▶ **EXERCISE REQUIREMENTS**: The stretch from the line with "target | dental assistant" through the line with "task | one point per instance, each pair like [107, 106]" in the records below: write it out exactly, and nothing else.

▶ **RECORDS SHOWN**:
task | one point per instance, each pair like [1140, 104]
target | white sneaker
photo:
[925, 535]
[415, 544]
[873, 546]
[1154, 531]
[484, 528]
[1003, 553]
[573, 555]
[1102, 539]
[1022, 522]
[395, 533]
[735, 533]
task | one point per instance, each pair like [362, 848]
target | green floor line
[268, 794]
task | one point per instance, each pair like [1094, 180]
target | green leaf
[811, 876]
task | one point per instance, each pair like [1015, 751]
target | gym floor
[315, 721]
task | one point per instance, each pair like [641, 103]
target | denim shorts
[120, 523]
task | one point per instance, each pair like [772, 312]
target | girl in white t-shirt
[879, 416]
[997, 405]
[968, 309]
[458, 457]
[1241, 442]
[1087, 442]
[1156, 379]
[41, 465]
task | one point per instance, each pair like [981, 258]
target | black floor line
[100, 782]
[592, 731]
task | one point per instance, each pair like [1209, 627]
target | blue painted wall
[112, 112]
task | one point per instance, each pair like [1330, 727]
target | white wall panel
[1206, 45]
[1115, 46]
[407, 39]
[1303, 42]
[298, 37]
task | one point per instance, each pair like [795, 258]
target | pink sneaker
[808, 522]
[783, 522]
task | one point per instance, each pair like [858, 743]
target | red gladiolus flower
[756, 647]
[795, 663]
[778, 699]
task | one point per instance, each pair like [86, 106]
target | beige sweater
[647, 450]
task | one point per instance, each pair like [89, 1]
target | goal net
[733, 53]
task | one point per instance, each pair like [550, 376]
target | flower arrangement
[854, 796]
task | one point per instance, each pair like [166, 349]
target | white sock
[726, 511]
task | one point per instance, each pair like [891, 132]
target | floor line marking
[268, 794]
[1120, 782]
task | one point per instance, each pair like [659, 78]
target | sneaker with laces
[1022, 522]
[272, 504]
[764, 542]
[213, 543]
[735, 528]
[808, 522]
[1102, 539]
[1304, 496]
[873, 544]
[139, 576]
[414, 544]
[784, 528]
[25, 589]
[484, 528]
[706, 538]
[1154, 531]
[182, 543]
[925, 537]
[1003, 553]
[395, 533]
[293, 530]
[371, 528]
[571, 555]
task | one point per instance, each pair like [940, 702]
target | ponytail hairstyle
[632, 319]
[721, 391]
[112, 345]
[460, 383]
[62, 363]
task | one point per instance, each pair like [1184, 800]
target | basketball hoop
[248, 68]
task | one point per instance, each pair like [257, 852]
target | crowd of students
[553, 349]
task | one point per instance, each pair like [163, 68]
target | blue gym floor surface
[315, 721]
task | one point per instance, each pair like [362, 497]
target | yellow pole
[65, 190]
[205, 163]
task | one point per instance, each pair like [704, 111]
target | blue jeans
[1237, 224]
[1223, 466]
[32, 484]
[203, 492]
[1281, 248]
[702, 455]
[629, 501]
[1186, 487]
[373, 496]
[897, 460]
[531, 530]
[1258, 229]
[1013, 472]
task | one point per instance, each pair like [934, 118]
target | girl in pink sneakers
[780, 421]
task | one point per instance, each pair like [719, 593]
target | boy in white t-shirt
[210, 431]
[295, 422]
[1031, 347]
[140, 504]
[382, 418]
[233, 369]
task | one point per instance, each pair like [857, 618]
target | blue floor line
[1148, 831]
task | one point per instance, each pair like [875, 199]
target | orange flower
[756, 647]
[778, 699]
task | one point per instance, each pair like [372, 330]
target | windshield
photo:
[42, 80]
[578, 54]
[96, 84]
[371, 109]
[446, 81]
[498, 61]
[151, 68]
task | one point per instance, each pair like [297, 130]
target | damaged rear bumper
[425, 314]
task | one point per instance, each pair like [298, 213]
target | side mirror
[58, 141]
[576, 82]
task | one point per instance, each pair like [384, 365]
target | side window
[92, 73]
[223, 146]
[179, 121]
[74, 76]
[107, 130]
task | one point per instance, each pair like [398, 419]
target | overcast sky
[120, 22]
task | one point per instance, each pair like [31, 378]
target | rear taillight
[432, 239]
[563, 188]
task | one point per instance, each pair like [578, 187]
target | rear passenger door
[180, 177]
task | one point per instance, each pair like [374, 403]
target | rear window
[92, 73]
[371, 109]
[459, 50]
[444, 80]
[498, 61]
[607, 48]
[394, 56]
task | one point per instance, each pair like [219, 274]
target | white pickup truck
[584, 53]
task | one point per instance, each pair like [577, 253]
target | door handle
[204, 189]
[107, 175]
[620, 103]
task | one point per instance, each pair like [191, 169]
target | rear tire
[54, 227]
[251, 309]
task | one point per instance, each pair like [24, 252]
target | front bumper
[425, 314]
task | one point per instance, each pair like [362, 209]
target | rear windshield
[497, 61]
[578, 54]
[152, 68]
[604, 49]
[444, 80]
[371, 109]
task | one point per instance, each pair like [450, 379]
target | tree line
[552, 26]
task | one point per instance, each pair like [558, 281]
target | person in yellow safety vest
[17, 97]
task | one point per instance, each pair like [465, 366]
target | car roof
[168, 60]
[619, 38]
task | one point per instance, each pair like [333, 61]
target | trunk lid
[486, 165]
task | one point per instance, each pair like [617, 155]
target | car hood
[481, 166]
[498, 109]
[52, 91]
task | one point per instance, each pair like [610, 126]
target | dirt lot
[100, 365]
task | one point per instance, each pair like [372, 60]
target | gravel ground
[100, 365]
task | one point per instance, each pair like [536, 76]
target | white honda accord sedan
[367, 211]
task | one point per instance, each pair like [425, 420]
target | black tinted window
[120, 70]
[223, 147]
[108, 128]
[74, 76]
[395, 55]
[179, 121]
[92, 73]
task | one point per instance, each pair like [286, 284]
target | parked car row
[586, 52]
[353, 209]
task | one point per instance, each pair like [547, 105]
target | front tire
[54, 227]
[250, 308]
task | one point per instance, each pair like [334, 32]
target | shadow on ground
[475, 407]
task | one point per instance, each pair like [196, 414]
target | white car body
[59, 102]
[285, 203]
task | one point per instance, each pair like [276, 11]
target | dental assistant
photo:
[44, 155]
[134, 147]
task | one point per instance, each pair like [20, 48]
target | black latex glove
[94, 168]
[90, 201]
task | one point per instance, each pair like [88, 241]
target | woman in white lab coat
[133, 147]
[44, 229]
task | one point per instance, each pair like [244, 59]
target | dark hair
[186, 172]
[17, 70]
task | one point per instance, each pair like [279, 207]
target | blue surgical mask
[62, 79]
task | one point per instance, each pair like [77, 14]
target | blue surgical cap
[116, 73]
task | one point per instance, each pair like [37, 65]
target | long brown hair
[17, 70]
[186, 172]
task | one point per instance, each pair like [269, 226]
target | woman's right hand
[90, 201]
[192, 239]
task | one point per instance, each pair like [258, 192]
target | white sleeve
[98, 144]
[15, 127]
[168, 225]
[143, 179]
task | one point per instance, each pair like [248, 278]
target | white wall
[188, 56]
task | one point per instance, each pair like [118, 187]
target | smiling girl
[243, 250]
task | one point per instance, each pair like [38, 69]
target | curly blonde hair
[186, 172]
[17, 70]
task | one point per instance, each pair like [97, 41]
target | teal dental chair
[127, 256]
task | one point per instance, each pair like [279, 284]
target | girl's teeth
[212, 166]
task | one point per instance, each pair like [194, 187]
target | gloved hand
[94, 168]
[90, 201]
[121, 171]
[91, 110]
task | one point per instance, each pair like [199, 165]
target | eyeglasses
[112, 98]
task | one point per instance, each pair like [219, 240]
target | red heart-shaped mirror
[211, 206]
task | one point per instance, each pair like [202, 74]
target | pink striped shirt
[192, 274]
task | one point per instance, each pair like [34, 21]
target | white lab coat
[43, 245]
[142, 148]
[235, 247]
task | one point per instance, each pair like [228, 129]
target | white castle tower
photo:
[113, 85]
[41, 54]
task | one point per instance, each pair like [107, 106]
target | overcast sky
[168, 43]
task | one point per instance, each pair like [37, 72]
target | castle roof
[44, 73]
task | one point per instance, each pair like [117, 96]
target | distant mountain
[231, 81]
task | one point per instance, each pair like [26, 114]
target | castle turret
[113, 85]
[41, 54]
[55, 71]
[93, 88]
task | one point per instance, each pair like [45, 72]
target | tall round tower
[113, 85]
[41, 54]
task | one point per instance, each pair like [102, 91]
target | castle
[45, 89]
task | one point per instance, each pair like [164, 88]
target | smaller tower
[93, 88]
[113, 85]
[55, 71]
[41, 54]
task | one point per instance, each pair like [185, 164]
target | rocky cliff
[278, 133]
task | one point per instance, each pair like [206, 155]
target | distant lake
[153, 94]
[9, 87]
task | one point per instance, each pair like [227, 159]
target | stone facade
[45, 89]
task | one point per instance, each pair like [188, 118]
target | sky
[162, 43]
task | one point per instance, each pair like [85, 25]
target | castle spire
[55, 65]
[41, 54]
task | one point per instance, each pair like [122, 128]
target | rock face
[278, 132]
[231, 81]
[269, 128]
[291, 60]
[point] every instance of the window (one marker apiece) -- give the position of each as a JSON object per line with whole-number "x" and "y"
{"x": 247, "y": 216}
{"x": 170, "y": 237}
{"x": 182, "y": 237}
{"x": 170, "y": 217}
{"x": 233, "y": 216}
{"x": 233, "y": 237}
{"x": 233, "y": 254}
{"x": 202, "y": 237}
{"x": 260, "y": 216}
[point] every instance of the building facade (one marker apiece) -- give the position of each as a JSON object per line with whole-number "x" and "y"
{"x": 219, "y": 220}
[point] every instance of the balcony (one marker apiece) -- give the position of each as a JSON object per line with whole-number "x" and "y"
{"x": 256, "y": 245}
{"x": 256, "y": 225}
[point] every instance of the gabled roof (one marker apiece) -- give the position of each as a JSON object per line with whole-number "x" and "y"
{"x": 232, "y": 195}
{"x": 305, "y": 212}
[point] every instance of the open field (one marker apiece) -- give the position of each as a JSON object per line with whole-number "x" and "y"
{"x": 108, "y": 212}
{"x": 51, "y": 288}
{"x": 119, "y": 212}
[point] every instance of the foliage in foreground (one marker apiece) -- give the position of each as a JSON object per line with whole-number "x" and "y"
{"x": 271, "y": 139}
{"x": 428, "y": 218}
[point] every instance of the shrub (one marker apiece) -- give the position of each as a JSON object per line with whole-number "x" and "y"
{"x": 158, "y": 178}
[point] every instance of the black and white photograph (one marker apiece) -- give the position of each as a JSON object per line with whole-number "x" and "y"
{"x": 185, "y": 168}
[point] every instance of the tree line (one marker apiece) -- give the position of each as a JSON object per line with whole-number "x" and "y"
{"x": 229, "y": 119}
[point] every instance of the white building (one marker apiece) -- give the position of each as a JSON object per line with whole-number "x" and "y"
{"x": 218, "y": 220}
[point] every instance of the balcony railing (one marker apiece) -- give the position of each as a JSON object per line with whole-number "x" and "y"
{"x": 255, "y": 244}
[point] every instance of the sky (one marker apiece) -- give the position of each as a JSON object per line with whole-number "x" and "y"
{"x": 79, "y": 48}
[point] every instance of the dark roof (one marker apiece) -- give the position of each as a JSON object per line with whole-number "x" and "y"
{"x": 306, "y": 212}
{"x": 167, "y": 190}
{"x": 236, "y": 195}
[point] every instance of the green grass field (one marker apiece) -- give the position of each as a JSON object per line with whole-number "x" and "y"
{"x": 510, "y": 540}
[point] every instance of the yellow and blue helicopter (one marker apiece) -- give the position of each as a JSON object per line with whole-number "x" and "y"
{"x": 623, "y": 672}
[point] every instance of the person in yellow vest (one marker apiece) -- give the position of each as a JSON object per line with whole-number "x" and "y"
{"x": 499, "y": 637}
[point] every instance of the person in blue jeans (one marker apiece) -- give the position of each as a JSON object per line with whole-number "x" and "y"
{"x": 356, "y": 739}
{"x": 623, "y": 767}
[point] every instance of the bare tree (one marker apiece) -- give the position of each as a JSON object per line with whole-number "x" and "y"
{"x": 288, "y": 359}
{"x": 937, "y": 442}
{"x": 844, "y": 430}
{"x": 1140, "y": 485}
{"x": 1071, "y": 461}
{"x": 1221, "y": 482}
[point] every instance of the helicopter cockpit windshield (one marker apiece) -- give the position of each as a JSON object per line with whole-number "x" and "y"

▶ **RESPONSE TO THIS EXERCISE**:
target | dental assistant
photo:
[44, 155]
[134, 147]
task | one point per instance, each pair like [20, 48]
target | black latex glove
[94, 168]
[90, 201]
task | one point per instance, each pair like [88, 241]
target | woman in white lab coat
[133, 147]
[44, 229]
task | one point per instance, each pair like [244, 59]
target | dark hair
[186, 172]
[17, 70]
task | one point per instance, each pair like [279, 207]
target | blue surgical mask
[62, 79]
task | one point per instance, each pair like [77, 14]
target | blue surgical cap
[116, 73]
task | one point per instance, each pair like [37, 65]
target | long brown hair
[17, 70]
[186, 172]
task | one point per instance, each pair like [269, 226]
target | woman's right hand
[90, 201]
[192, 239]
task | one point per instance, each pair like [258, 192]
target | white sleeve
[98, 144]
[15, 127]
[168, 225]
[143, 179]
task | one point per instance, each pair like [248, 278]
target | white wall
[188, 56]
task | one point per instance, each pair like [118, 187]
target | smiling girl
[243, 250]
task | one point per instance, each pair like [38, 69]
target | curly blonde hair
[186, 172]
[17, 70]
task | one point per instance, each pair like [97, 41]
target | teal dental chair
[127, 256]
task | one point per instance, each pair like [279, 284]
target | girl's teeth
[212, 166]
task | one point per instance, each pair like [194, 187]
target | gloved hand
[94, 168]
[90, 201]
[121, 171]
[91, 110]
task | one point per instance, each pair like [199, 165]
target | eyeglasses
[112, 98]
task | one point per instance, each pair like [219, 240]
target | red heart-shaped mirror
[211, 206]
task | one point per instance, each pair like [202, 74]
target | pink striped shirt
[192, 274]
task | one point per instance, each pair like [34, 21]
target | white lab coat
[43, 245]
[142, 148]
[235, 247]
task | one point per instance, each pair like [228, 129]
target | white castle tower
photo:
[113, 85]
[41, 54]
task | one point per instance, each pair like [107, 106]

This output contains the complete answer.